Documento de origem:

No álbum "Acariciando", a cantora Ilana Volcov e o pianista Cristóvão Bastos resumem o Brasil numa casca de noz. O repertório tem samba, choro, maxixe, valsa brasileira e moda de viola. Tem as harmonias modernistas de Vadico, o pianista parceiro de Noel Rosa, e as harmonias de vanguarda de Guinga, o violonista carioca que mistura o balanço de sua Madureira natal com dissonâncias da música erudita contemporânea. E tem, claro, Tom Jobim, o centro do cânone da música brasileira.
Dentro da casca de noz está o piano de Cristóvão Bastos, um dos instrumentistas favoritos dos grandes nomes da MPB —o suingue de sua mão esquerda dispensa uma seção de percussão, enquanto a direita evoca a flauta e o clarinete de um grupo de chorinho. E a voz de Ilana Volcov, que usa o acompanhamento como um cenário que abriga os personagens das canções.
"O que une as músicas do álbum é que todas têm algo de fantástico ou sobrenatural nas letras", diz Volcov, responsável pela escolha do repertório. "Queria que ‘Acariciando’ falasse de coisas que só são possíveis no mundo da imaginação."

O material:
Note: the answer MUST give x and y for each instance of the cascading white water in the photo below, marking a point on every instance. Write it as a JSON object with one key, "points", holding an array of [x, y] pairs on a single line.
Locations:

Seu objetivo:
Transcreva na íntegra o texto sobre o álbum "Acariciando", sem mudar nada.

Área de resposta:
No álbum "Acariciando", a cantora Ilana Volcov e o pianista Cristóvão Bastos resumem o Brasil numa casca de noz. O repertório tem samba, choro, maxixe, valsa brasileira e moda de viola. Tem as harmonias modernistas de Vadico, o pianista parceiro de Noel Rosa, e as harmonias de vanguarda de Guinga, o violonista carioca que mistura o balanço de sua Madureira natal com dissonâncias da música erudita contemporânea. E tem, claro, Tom Jobim, o centro do cânone da música brasileira.
Dentro da casca de noz está o piano de Cristóvão Bastos, um dos instrumentistas favoritos dos grandes nomes da MPB —o suingue de sua mão esquerda dispensa uma seção de percussão, enquanto a direita evoca a flauta e o clarinete de um grupo de chorinho. E a voz de Ilana Volcov, que usa o acompanhamento como um cenário que abriga os personagens das canções.
"O que une as músicas do álbum é que todas têm algo de fantástico ou sobrenatural nas letras", diz Volcov, responsável pela escolha do repertório. "Queria que ‘Acariciando’ falasse de coisas que só são possíveis no mundo da imaginação."